12 julho 2004



Destruir mitos se ha convertido en una de las obsesiones de la paranoica sociedad contemporánea, empeñada en transformar historia y actualidad en una suerte de conspiración universal. 'Desmontando la historia' (Volter) sirve a ese fin a la perfección. Sus autores, Ed Rayner y Ron Stapley, dos profesores británicos de Historia Contemporánea, intentan desenmascarar a granujas disfrazados de héroes, zanjar controversias de siglos y aclarar las tergiversaciones históricas más persistentes en la memoria colectiva.

Fieles a su origen, su trabajo desmitificador se centra sobre todo en capítulos de la historia de Gran Bretaña y Estados Unidos, además de dedicar especial atención a la Segunda Guerra Mundial, el nazismo y Stalin. En otros episodios al lector extranjero le parecerá que pecan de anglocentrismo, al dedicar capítulos a personajes del calibre del sheriff Wyatt Earp -que ni fue sheriff, ni un justiciero, ni sabía manejar el revólver-, al sitio del Álamo -ponen en duda la heroicidad de David Crockett y los suyos frente al ejército mexicano- o al general Custer. En los tres casos, Rayner y Stapley derriban de un plumazo la imagen que Hollywood se ha esforzado por dar de las leyendas de la corta historia estadounidense.

Tampoco falta el capítulo dedicado a la conspiración del siglo XX por antonomasia: el asesinato del presidente John F. Kennedy. Pero el lector no debe esperar grandes revelaciones en éste y otros misterios. Los autores no han intentado aportar teorías nuevas o extravagantes para descubrir la verdad oculta. No han hurgado en los archivos de la historia ni aprovechado la desclasificación de informaciones reservadas. Por el contrario, se atienen a las interpretaciones más lógicas de los acontecimientos. "La mejor teoría es la que explica los hechos de la manera más sencilla y completa con los datos de que se dispone en el momento", argumentan los autores en el prólogo del libro.

Tal es así que, a veces, dejan las cosas en la misma nebulosa histórica en que se encontraban. Así ocurre con el ataque de Pearl Harbor. Ponen en duda la versión oficial sobre el 'traicionero' ataque japonés, pero tampoco conceden credibilidad a la teoría conspiratoria de que Roosevelt se dejó bombardear para entrar en la guerra. Y abandonan al lector salivando por un poco más de intriga.

España sólo aparece en tres ocasiones en el libro. La primera, para dar crédito a la versión española del hundimiento del 'Maine', que sirvió de excusa a Estados Unidos para declarar la guerra al Gobierno de Madrid el 25 de abril de 1898. En efecto, tal como enseñan los libros de historia que estudian los niños españoles y en contra de las múltiples informaciones publicadas entonces por los periódicos de EEUU ('Remember the Maine!'), el barco fue volado antes por insurgentes cubanos que por soldados nacionales. Pero tampoco se descarta la posibilidad de una explosión accidental, provocada por el mal estado de la munición que se almacenaba en el buque, o por la mezcla casual de oxígeno y polvo de carbón.

## [Material mostrado]
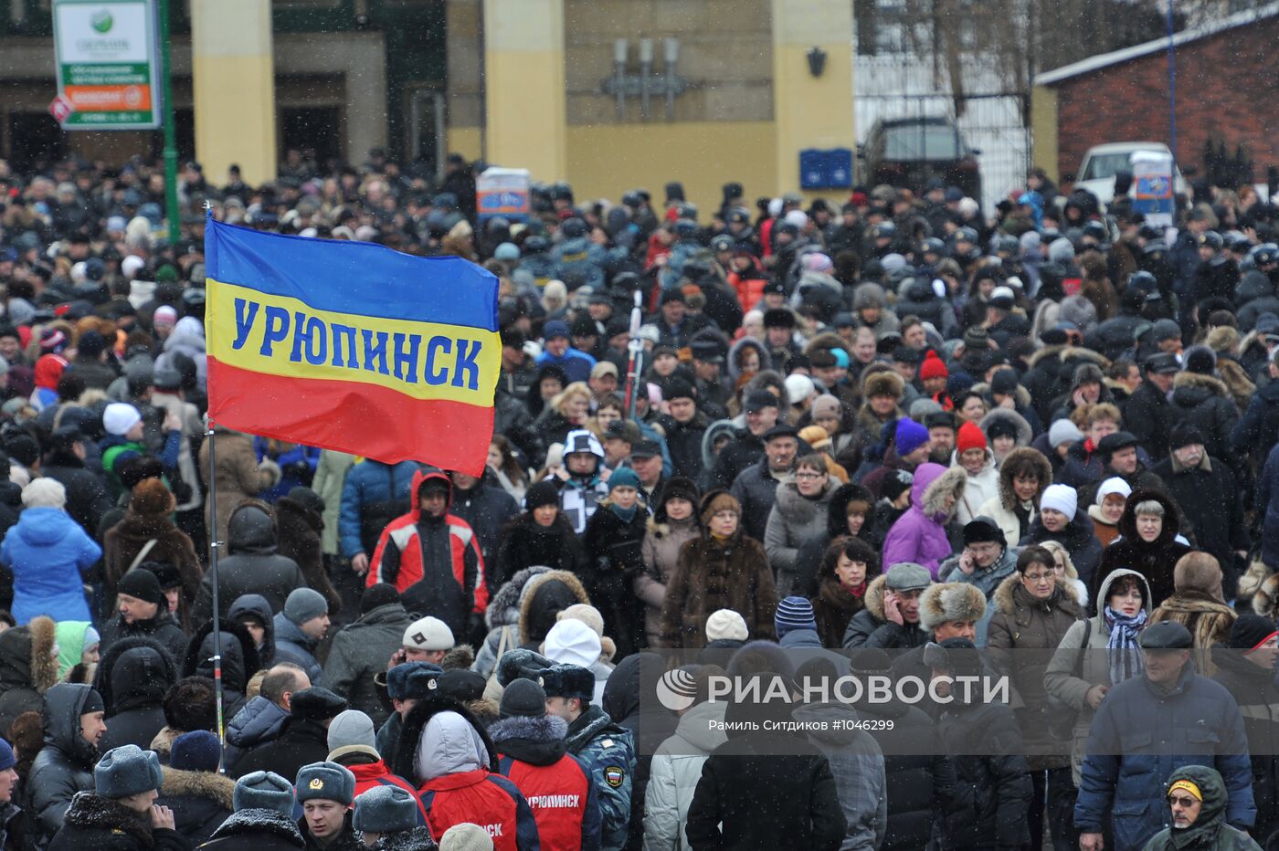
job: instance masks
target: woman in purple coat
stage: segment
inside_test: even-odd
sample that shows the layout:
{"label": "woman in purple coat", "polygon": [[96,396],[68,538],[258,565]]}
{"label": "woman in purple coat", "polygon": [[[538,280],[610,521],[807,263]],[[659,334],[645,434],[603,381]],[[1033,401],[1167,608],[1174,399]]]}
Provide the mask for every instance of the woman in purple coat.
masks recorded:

## [Tarea 1]
Según el texto proporcionado, ¿en qué fecha declaró Estados Unidos la guerra al Gobierno de Madrid?
## [Tarea 2]
Transcribe el fragmento del texto proporcionado que empieza en "Tal es así que, a" y termina en "más de intriga.".

## [Respuesta 1]
El 25 de abril de 1898.

## [Respuesta 2]
Tal es así que, a veces, dejan las cosas en la misma nebulosa histórica en que se encontraban. Así ocurre con el ataque de Pearl Harbor. Ponen en duda la versión oficial sobre el 'traicionero' ataque japonés, pero tampoco conceden credibilidad a la teoría conspiratoria de que Roosevelt se dejó bombardear para entrar en la guerra. Y abandonan al lector salivando por un poco más de intriga.